> _Work instruction 1_: According to the APOL1 kidney disease passage, how many nephrons per kidney per year were lost over the first 38 years of life in the Mississippi autopsy study?
> _Work instruction 2_: Copy the APOL1 kidney disease passage word for word from "Figure 1. APOL1nephropathy" to "this be useful?".

> _Provided passage_:
++++

These observations, taken together, are consistent with a view that African Americans with zero APOL1 risk alleles have a form of nephrosclerosis where hypertension, smoking, obesity, hyperlipidemia, and chronic inflammation may contribute to renal microvascular injury. By contrast, those factors may contribute in subjects with two APOL1 risk alleles but the most important driver of histopathologic aberration may be the APOL1 risk variants.

One more confounder of African American kidney disease risk is the reduced nephron number, as demonstrated by painstaking studies of autopsy kidneys in Black population from Mississippi³² . These autopsies were generally carried out for sudden death cases, and kidneys showing glomerular or tubular disease were excluded. Over the first 38 years of life, regression analysis suggested that nephrons were lost at a rate of approximately 9000 nephrons per kidney per year, out of an average total glomerular number at baseline of about 900,000. Over that time span, the data suggested that APOL1 high risk subjects (combing one and two risk alleles) lost 350,000 nephrons per single kidney, while APOL1 low risk subjects lost 300,000 nephrons, although this did not reach statistical significance. Interestingly, the effect was similar among those with one and with two APOL1 risk alleles, although the sample size was limited. Age-related nephron losses correlated with increases in glomerular size in APOL1 high risk subjects. This suggests the possibility that compensatory increases in glomerular size, likely associated with increased pressures and flows in the glomerular capillaries, may contribute to glomerular injury and ultimately to glomerular senescence.

Conclusions

Since the identification of the APOL1 renal risk variants in 2010, much has been learned but more remains to be done. In cell culture models, the risk variants alter the function of diverse cellular pathways. For prospective interventions to ameliorate disease progression, we need to know which pathways are relevant in vivo. The intriguing data from human subjects relating to altered expression of chemokines and ubiquitin D may be useful to better define potential therapeutic targets. Various transgenic mouse models have been developed and can be exploited to answer some of these questions and to test novel therapeutic approaches.

Figure 1. APOL1nephropathy histopathologic patterns.

Shown are collapsing glomerulopathy (A), focal segmental glomerulosclerosis (B), focal global glomerulosclerosis (disappearing obsolescent glomerulus) (C) and microcystic dilatation and tubular atrophy (D).

Table 1.

Associations of APOL1 with kidney diseases – would this be useful?

Disease	Associations of APOL1 high risk status
HIV-associated nephropathy	OR 29 in USA, OR 89 in South African
Focal segmental glomerulosclerosis	OR 17
Lupus nephritis	Progression to ESKD, OR 2.7 Collapsing glomerulopathy, OR 5.4
Hypertension-attributed nephropathy	Progression to serum creatinine >3, OR 4.6
Diabetes and kidney disease	Progression rate, 1.32 ml/min/yr in APOL1 HR group, 1.07 ml/min/yr in APOL1 LR group

Shown are the OR for carriage of two APOL1 risk alleles for the various conditions shown.

++++

> _Information supplied_:
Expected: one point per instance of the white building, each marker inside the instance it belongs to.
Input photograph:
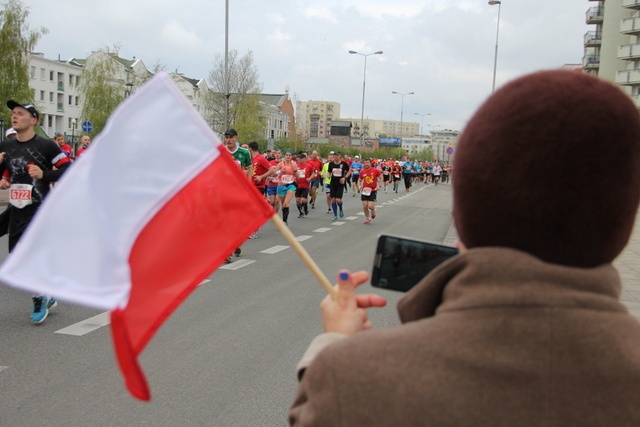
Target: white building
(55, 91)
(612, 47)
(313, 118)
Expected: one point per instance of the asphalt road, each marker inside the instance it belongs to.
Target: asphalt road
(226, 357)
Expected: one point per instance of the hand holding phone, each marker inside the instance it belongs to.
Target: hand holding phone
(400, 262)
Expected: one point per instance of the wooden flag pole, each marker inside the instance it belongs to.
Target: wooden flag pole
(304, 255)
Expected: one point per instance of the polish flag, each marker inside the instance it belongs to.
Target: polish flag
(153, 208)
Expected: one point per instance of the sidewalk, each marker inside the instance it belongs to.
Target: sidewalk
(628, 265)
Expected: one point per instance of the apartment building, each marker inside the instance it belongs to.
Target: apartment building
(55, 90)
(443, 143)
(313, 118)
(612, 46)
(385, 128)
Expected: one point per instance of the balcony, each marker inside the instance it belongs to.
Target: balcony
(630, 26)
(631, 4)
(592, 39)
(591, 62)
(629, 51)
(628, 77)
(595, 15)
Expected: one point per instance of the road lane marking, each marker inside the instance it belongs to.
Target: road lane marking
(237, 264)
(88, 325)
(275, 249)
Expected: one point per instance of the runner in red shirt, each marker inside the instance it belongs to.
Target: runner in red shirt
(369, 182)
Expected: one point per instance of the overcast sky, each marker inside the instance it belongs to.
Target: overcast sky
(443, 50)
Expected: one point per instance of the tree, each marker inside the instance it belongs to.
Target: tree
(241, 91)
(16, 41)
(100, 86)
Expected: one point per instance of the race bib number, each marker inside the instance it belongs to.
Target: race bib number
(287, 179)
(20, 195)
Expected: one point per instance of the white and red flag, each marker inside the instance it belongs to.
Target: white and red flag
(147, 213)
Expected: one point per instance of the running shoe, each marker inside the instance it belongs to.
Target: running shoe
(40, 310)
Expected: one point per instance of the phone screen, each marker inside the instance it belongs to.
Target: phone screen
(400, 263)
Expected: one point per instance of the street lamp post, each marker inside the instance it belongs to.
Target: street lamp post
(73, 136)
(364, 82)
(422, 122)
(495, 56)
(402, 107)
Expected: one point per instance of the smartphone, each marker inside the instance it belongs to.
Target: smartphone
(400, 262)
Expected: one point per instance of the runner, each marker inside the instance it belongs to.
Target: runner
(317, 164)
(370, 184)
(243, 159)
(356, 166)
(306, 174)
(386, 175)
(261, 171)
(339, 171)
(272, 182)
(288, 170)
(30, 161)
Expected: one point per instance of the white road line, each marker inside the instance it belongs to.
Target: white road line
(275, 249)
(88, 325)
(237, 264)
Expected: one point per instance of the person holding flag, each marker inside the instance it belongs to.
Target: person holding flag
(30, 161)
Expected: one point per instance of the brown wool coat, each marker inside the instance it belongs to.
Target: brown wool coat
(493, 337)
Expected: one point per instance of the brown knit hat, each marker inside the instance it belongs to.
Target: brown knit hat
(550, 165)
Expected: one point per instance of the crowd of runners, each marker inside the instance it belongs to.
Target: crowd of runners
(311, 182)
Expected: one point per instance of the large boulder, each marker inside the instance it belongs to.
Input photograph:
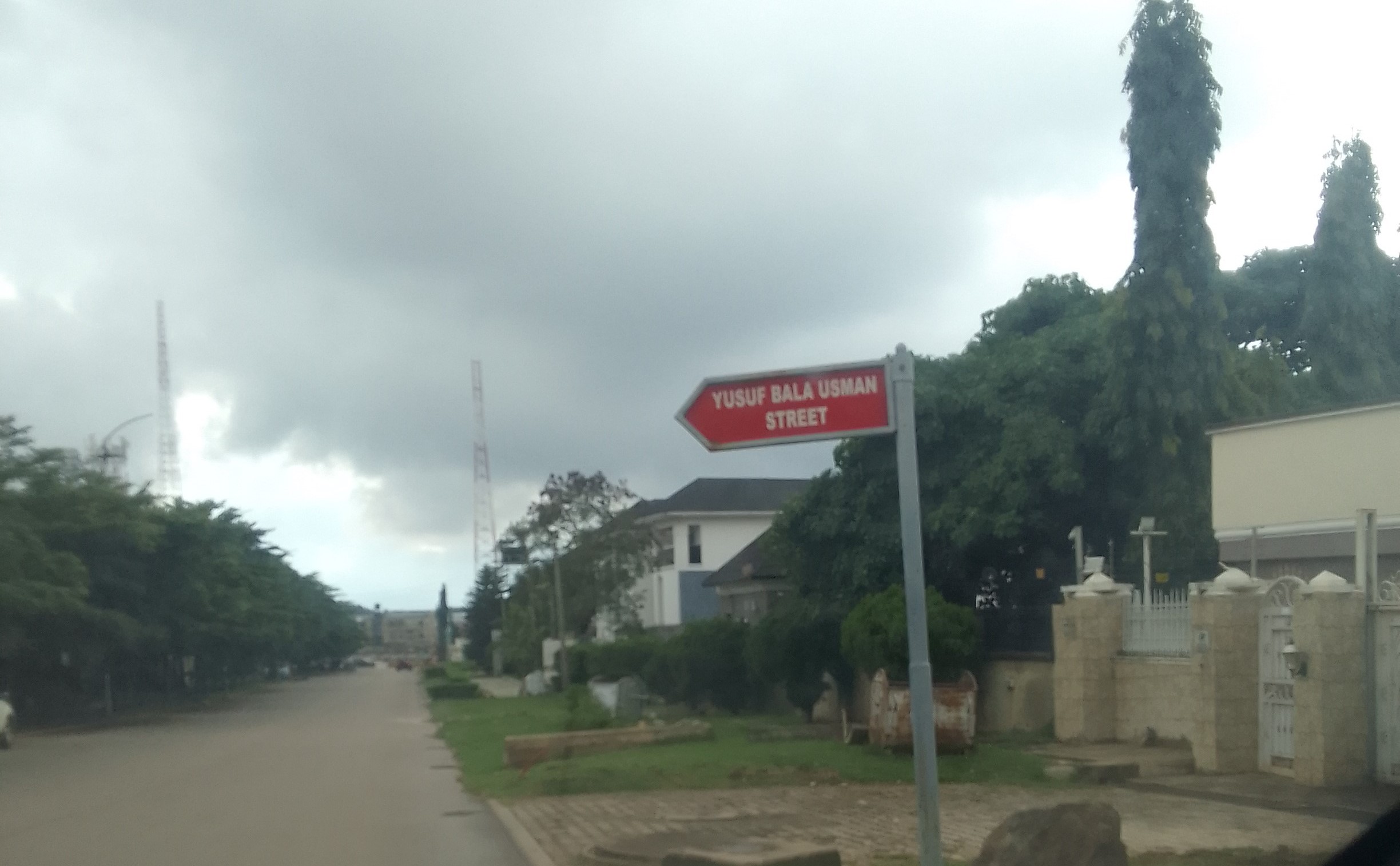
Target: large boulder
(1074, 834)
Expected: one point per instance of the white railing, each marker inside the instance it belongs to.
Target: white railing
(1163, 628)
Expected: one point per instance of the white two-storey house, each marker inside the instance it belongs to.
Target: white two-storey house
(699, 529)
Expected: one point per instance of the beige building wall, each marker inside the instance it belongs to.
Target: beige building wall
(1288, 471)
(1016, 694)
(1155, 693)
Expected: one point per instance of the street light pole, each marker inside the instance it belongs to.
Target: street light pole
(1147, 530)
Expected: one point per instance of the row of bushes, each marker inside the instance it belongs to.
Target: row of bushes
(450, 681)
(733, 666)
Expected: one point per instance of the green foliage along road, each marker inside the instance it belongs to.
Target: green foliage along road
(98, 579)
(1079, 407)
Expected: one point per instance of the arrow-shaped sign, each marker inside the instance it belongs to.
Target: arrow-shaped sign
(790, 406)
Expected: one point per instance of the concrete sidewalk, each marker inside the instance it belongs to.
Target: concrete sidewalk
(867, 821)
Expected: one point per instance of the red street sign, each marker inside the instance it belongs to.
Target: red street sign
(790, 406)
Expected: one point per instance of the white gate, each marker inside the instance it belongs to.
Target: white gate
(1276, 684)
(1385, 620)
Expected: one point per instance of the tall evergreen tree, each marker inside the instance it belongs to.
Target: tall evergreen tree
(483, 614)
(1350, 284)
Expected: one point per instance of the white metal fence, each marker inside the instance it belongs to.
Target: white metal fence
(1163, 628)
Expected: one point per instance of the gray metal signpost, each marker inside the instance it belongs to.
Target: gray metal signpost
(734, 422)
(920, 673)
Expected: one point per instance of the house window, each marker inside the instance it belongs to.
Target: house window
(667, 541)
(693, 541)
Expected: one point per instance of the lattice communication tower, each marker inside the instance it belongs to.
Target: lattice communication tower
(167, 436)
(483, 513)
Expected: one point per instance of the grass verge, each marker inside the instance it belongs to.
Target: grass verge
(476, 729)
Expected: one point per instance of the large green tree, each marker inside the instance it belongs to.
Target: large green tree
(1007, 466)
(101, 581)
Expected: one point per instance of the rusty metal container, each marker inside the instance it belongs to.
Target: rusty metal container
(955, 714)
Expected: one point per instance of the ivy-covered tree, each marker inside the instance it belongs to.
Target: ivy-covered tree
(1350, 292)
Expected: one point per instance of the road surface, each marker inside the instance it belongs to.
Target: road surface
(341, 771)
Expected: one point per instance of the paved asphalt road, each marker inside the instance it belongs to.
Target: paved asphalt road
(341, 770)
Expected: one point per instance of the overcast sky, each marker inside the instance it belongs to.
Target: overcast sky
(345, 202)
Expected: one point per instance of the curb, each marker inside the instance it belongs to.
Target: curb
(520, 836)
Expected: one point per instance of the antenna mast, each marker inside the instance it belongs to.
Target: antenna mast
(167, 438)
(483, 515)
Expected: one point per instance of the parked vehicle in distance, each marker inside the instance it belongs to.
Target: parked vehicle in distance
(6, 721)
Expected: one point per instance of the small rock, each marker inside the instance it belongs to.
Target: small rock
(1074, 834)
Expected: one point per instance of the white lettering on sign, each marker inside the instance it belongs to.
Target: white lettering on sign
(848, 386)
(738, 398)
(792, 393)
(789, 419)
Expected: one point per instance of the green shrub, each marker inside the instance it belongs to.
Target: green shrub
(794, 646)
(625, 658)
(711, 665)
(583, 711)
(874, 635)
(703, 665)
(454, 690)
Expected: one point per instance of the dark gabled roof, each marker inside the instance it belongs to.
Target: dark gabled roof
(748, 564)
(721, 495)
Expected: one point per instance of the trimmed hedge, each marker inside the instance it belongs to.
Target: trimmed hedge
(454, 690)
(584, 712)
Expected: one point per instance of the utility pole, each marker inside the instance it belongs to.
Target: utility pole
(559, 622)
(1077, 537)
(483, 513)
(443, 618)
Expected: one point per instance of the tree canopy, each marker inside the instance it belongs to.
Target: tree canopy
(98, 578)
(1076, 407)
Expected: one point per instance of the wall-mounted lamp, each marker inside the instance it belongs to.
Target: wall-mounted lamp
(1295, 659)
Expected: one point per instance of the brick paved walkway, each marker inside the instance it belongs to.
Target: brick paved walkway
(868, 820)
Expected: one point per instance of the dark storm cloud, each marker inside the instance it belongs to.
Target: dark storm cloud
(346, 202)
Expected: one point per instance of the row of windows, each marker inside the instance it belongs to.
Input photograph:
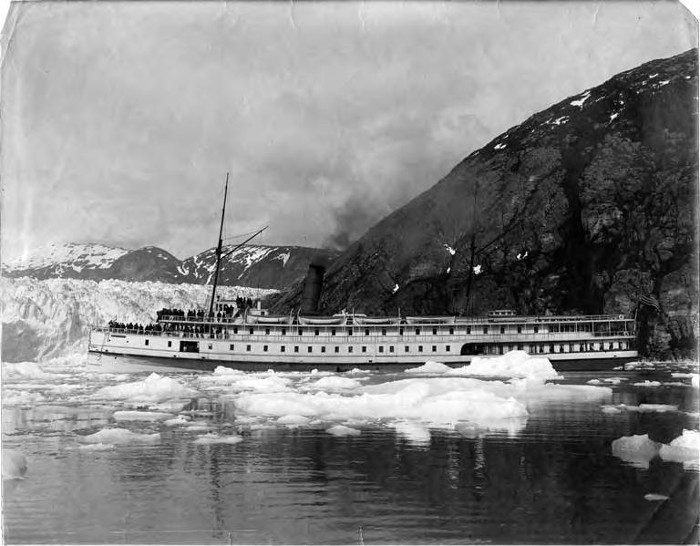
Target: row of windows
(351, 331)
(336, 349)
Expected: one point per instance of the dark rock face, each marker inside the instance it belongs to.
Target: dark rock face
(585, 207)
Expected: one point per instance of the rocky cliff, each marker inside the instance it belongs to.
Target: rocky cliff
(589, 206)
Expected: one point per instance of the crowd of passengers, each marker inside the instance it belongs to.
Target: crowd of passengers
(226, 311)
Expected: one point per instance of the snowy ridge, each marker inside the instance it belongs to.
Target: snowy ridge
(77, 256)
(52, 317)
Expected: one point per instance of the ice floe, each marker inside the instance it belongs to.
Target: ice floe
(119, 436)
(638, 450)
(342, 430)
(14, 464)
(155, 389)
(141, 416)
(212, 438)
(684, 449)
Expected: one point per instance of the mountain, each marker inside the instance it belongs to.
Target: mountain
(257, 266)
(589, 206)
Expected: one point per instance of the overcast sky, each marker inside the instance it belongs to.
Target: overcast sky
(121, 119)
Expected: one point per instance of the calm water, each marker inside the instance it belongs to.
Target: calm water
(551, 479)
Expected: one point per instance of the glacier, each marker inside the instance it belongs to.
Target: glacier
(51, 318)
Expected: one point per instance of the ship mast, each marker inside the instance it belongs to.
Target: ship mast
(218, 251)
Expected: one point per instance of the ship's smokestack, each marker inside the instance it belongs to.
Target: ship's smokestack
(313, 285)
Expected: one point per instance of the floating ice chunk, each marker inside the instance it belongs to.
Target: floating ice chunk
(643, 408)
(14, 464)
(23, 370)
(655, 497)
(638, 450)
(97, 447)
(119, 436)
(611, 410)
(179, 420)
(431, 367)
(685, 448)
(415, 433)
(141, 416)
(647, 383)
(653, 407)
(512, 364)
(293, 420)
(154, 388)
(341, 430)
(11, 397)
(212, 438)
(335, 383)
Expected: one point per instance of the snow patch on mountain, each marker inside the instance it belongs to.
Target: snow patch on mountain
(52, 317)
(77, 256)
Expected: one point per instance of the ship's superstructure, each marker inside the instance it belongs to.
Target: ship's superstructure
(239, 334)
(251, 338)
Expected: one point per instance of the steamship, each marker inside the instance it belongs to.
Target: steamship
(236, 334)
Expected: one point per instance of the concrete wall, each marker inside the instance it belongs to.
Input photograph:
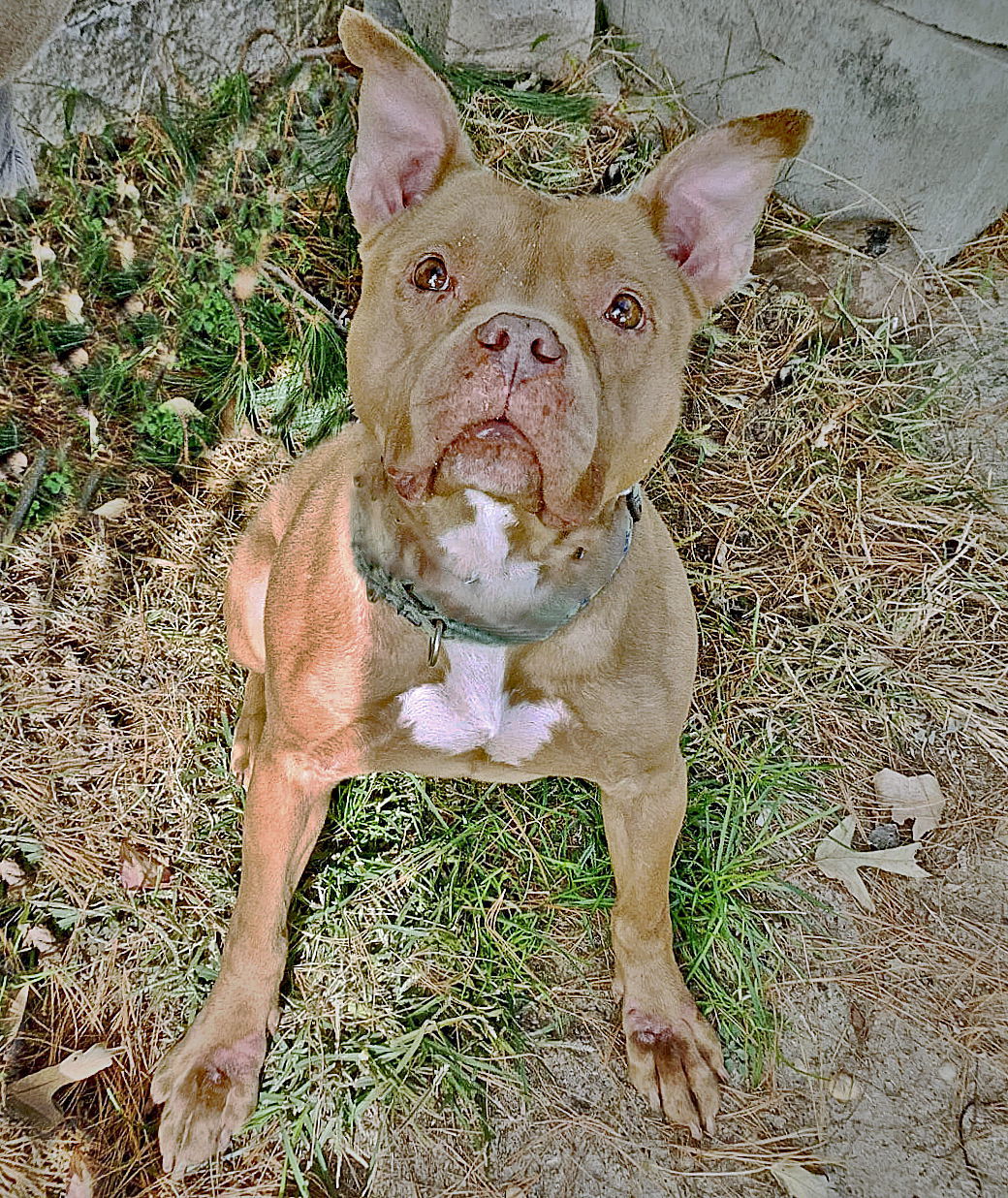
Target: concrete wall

++++

> _Output 1_: Approximately 9000 nephrons per kidney per year.

> _Output 2_:
Figure 1. APOL1nephropathy histopathologic patterns.

Shown are collapsing glomerulopathy (A), focal segmental glomerulosclerosis (B), focal global glomerulosclerosis (disappearing obsolescent glomerulus) (C) and microcystic dilatation and tubular atrophy (D).

Table 1.

Associations of APOL1 with kidney diseases – would this be useful?